Give back only the lines from the one containing "As a warehouse robot's perception module, locate dried" up to and including the one containing "0,229,544,1083", swapping "perception module" for "vision system" and leaving everything else unchanged.

* Start Records to process *

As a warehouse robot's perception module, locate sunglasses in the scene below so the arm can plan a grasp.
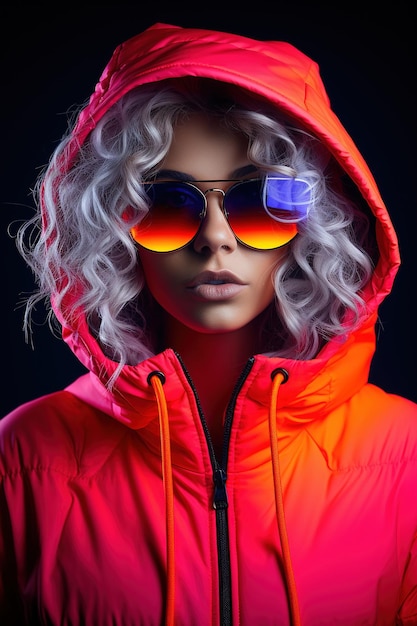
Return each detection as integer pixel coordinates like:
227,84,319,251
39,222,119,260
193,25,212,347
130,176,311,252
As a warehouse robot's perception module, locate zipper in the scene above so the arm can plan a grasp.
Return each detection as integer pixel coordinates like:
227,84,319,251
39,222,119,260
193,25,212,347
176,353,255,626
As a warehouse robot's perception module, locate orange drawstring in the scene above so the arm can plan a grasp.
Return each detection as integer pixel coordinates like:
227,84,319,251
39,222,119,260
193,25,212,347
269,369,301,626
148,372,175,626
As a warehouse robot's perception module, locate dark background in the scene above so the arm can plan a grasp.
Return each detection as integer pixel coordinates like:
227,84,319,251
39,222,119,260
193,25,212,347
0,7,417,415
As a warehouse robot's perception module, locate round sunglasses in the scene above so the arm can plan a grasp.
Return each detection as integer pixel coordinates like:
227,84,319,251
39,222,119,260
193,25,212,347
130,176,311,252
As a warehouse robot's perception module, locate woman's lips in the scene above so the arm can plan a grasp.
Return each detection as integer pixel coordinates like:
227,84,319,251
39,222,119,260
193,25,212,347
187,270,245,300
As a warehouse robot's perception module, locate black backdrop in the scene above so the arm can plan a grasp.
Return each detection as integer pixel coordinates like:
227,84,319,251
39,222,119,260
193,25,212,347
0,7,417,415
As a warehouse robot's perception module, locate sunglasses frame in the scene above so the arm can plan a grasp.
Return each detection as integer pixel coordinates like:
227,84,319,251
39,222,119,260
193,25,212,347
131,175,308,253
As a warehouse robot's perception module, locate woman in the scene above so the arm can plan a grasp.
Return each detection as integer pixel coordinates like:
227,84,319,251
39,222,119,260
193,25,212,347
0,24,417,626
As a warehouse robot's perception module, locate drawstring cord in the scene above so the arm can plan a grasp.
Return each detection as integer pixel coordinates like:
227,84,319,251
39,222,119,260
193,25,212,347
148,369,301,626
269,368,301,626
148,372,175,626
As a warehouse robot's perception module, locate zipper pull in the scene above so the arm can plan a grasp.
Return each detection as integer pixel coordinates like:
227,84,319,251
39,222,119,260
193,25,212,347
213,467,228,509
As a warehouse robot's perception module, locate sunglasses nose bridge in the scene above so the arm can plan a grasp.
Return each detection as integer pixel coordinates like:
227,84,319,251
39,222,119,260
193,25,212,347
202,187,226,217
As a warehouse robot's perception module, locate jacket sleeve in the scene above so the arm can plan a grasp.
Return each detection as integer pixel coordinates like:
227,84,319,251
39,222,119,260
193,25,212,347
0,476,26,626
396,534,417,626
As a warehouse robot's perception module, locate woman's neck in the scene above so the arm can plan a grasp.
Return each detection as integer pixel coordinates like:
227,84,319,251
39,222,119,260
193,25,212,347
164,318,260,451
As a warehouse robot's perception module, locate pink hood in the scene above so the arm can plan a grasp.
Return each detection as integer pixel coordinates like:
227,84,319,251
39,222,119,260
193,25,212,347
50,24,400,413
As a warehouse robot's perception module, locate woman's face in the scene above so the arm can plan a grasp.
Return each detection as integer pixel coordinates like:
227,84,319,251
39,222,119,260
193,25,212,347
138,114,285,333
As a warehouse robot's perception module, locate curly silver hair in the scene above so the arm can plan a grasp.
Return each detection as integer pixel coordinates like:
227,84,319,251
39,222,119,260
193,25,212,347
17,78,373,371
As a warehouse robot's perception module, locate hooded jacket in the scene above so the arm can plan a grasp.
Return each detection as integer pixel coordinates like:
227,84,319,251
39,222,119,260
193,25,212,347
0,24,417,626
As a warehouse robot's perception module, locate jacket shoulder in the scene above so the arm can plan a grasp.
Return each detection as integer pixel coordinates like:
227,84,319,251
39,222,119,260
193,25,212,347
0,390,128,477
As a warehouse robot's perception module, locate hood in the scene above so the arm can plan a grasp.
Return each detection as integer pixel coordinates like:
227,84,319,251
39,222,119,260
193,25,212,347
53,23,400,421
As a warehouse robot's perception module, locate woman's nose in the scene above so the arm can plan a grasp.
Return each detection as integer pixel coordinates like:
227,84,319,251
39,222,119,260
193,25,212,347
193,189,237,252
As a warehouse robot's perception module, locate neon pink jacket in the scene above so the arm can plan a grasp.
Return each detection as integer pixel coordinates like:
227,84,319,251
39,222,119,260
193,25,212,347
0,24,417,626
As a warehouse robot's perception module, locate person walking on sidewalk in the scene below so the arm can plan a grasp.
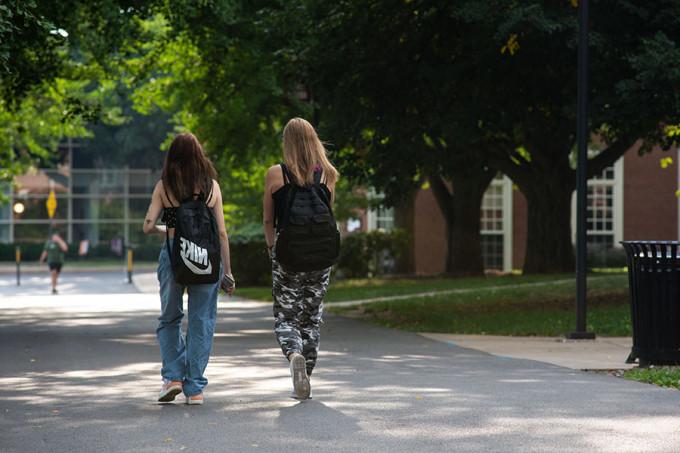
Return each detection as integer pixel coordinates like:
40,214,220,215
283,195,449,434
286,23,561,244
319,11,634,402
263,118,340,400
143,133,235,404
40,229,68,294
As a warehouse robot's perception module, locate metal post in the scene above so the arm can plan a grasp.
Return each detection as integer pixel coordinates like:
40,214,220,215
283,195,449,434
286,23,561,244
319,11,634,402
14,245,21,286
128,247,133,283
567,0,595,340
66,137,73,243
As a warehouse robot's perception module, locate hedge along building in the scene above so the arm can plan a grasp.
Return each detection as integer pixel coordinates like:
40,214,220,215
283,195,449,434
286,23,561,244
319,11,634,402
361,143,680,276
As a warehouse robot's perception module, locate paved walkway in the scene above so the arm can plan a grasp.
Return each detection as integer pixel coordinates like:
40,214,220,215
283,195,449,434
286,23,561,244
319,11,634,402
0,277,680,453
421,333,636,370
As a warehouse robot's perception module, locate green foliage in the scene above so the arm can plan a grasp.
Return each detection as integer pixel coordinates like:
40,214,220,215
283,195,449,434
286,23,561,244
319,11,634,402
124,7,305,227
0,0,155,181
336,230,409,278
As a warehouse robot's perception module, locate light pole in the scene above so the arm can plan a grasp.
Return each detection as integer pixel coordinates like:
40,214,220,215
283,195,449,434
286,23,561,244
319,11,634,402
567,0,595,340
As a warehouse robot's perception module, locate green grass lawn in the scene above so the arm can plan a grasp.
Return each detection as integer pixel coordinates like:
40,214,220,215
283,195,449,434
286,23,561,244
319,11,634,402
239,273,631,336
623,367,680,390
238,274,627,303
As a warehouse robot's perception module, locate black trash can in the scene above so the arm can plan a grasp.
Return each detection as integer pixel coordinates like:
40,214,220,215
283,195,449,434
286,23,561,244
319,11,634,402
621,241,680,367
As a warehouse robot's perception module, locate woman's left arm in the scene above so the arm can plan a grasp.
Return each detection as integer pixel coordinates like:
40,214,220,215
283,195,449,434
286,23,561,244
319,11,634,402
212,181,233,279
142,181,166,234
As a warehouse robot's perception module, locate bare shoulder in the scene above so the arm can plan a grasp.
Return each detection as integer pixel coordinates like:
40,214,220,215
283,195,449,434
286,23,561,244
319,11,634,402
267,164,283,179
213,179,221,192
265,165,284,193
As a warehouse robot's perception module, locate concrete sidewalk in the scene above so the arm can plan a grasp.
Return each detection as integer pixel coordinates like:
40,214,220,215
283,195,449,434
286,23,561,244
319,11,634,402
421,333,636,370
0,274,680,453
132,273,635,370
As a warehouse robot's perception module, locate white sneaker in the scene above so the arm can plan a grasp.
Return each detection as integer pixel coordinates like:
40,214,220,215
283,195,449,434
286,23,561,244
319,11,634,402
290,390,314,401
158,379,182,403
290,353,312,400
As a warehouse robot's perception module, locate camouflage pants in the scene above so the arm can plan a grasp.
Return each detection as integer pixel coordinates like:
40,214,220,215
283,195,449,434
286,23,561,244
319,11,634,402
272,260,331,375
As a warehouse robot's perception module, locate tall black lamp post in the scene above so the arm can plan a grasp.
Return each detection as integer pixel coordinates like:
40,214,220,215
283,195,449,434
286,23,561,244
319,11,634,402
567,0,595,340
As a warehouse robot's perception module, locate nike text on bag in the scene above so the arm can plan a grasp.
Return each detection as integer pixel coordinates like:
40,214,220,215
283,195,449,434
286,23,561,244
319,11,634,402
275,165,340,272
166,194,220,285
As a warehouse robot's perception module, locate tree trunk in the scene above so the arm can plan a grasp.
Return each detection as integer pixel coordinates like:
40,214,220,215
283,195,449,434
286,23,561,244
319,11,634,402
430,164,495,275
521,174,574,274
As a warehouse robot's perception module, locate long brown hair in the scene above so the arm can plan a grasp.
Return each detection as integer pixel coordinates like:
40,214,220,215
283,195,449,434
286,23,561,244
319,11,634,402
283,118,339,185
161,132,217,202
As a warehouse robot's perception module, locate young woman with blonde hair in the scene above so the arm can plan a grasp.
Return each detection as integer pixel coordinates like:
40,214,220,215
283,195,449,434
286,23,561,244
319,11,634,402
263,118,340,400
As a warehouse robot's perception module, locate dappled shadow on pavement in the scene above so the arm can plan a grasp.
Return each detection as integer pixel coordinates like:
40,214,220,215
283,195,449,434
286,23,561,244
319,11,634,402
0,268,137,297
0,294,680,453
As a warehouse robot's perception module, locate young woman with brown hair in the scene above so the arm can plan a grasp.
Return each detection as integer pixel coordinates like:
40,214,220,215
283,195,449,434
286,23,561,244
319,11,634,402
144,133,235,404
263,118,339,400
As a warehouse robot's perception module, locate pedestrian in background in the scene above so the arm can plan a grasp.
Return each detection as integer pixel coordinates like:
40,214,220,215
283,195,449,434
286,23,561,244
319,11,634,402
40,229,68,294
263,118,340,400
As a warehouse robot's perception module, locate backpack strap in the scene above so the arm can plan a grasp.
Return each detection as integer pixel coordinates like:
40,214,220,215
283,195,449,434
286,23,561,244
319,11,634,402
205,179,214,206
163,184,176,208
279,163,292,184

* End Records to process *
* Start Records to process *

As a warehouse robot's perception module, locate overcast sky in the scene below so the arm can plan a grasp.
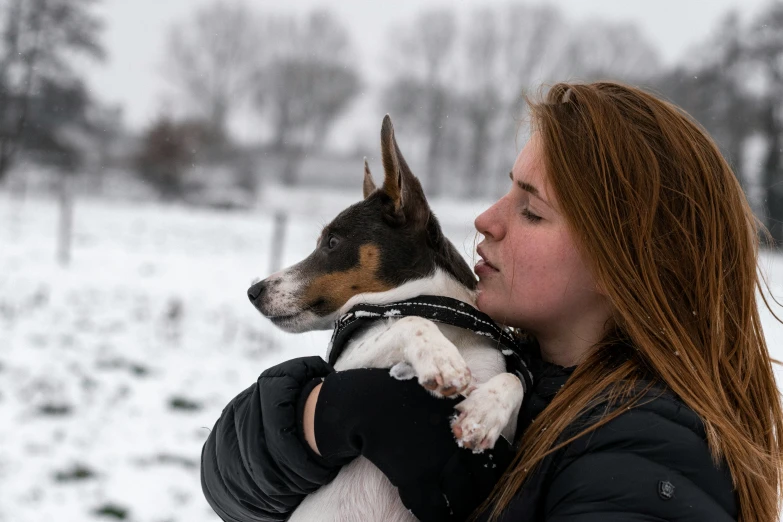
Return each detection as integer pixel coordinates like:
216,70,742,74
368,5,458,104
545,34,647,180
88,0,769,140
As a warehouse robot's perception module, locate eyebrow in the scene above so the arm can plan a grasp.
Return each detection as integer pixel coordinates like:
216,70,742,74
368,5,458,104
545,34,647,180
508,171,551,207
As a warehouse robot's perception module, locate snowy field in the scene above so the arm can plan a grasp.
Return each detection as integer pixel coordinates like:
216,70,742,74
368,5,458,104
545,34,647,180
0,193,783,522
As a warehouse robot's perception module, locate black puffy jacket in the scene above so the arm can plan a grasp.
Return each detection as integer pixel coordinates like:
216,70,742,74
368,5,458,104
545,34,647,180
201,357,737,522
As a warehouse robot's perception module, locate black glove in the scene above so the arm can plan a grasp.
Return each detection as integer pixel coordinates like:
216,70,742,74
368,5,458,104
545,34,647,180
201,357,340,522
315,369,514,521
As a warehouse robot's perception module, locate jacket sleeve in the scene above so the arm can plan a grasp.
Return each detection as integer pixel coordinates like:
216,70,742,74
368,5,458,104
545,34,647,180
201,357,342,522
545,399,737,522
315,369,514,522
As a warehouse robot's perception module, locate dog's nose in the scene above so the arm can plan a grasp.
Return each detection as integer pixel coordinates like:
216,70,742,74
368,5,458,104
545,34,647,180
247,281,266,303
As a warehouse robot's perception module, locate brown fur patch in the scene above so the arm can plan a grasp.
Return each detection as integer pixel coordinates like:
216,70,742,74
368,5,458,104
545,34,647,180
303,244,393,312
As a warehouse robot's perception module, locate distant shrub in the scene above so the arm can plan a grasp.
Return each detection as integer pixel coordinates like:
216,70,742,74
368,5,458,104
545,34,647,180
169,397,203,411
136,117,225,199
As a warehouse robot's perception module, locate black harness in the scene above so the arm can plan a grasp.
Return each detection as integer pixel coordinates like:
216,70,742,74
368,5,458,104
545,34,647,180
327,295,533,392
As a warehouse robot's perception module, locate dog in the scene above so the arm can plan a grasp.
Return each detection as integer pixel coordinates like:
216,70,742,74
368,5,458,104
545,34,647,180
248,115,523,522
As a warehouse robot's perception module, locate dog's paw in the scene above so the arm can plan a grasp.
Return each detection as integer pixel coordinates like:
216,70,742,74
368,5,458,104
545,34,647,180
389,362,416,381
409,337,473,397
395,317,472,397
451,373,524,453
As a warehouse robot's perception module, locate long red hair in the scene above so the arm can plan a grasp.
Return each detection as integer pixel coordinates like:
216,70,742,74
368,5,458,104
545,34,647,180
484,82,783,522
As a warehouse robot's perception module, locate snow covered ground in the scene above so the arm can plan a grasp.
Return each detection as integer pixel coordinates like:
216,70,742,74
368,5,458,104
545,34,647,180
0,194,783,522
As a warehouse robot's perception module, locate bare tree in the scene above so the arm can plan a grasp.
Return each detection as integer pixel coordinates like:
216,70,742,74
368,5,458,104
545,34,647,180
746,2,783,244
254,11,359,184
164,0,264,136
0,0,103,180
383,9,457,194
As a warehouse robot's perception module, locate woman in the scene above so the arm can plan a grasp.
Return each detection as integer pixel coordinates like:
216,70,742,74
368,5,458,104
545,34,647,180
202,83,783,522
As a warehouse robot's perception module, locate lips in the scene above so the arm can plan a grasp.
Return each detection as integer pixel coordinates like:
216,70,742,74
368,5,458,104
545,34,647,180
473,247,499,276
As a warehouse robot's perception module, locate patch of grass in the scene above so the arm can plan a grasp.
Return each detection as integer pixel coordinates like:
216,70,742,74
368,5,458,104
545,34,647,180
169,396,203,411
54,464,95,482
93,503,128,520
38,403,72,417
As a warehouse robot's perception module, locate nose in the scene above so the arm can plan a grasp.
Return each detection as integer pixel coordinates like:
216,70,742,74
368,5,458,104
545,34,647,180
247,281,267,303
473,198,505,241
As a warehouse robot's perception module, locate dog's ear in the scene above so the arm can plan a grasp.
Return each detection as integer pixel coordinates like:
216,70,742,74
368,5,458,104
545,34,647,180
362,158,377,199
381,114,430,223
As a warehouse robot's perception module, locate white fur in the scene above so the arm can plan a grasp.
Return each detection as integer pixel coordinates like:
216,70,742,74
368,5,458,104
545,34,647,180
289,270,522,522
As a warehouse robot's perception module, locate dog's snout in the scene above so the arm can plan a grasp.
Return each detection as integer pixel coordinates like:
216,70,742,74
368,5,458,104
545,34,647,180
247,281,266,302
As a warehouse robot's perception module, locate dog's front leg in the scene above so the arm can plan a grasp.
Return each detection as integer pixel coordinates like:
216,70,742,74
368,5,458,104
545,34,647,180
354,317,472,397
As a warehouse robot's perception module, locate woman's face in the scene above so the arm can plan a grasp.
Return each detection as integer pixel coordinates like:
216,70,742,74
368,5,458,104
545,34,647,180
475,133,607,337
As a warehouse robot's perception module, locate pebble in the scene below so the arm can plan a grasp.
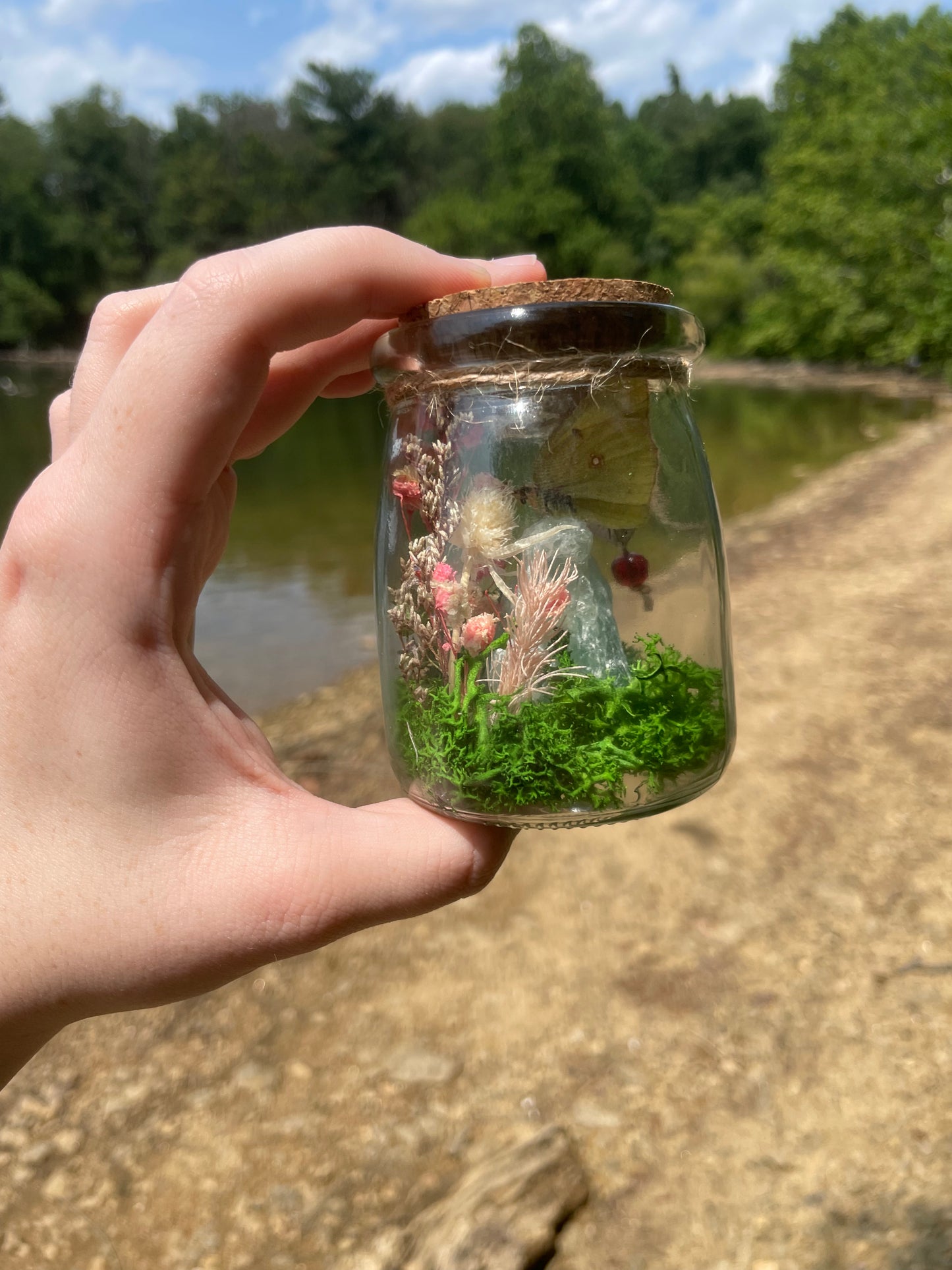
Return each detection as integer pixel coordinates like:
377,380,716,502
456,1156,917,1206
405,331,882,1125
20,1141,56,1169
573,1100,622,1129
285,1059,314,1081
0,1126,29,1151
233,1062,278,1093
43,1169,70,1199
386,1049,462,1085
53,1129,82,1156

* End Records to process *
* Start Records to process *

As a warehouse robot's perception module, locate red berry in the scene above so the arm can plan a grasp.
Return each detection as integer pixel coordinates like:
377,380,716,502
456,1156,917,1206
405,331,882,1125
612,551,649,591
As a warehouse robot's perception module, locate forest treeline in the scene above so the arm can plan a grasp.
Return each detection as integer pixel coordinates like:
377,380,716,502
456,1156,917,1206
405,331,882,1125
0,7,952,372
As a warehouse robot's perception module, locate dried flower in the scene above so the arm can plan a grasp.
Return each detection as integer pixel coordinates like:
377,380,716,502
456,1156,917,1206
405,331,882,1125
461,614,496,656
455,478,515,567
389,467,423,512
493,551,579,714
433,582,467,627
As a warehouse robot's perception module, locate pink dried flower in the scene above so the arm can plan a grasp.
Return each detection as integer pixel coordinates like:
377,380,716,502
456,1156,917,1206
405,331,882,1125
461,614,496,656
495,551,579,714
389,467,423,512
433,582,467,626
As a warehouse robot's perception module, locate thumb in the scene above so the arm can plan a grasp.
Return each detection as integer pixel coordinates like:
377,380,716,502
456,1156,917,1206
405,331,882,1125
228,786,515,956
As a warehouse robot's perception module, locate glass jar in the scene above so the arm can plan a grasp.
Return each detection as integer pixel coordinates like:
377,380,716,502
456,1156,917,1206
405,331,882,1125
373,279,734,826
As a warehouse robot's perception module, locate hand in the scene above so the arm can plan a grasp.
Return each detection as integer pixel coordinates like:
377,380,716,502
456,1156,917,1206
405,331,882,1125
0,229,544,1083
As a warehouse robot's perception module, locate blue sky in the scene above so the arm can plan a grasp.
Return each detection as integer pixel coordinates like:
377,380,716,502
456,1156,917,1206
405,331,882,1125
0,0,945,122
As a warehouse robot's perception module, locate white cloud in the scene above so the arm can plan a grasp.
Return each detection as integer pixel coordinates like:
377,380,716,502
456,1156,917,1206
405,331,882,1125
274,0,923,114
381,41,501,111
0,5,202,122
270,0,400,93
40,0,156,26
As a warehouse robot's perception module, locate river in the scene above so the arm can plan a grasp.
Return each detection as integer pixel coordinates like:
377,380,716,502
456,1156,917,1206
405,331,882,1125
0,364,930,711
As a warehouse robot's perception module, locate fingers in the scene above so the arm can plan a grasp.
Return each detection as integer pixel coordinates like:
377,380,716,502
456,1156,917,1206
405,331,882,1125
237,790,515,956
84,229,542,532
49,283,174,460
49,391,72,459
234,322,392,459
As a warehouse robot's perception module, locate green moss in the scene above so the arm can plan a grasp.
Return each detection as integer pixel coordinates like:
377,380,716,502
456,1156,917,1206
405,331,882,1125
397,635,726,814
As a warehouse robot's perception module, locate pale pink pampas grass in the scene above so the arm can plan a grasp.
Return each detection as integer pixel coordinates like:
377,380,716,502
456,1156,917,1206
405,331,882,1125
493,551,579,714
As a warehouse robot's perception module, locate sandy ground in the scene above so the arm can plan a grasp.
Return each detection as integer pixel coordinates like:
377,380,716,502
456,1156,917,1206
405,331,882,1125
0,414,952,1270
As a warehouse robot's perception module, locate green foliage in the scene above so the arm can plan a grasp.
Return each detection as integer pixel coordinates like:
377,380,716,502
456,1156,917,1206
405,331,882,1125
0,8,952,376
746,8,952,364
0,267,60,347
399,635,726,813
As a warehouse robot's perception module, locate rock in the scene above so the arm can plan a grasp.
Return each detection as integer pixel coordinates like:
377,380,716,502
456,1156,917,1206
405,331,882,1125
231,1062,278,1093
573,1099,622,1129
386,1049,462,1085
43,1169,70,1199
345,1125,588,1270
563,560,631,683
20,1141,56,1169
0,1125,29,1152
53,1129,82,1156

* End Records to process *

# Answer in full
As a warehouse robot's vision system, locate dried flower in the scene above so the arm can plan a grasp.
Return each detection as integer pixel coordinates like:
377,380,716,502
456,1156,917,1206
405,331,882,1125
461,614,496,656
455,478,515,567
389,467,423,512
493,551,579,714
433,582,467,627
As a warehouse robot's vision system, locate pink dried flower in the scene above so the arm can plan a grasp.
Return each detection as integer pixel coordinates like:
377,380,716,502
456,1156,917,1206
405,331,882,1125
461,614,496,656
495,551,579,714
389,467,423,512
433,582,467,626
As a warehouse robot's vision system, locate thumb in the scene above so the arm can plan a grasp.
Return each detection as integer pixel coordinates like:
377,380,716,502
456,1156,917,1206
405,331,882,1125
228,786,515,956
As a warehouse robot's vision system, locate glass jar in the scene above so the arm can plan a grasp.
Return each detection as integer pixel coordinates like:
377,380,716,502
456,1156,917,1206
405,331,882,1125
373,279,734,826
As a warehouse robot's vision system, locate hand in the scene above so the arm can plan a grasp.
Return each detection as integer pixel coordinates like:
377,380,716,502
456,1156,917,1206
405,331,882,1125
0,229,544,1083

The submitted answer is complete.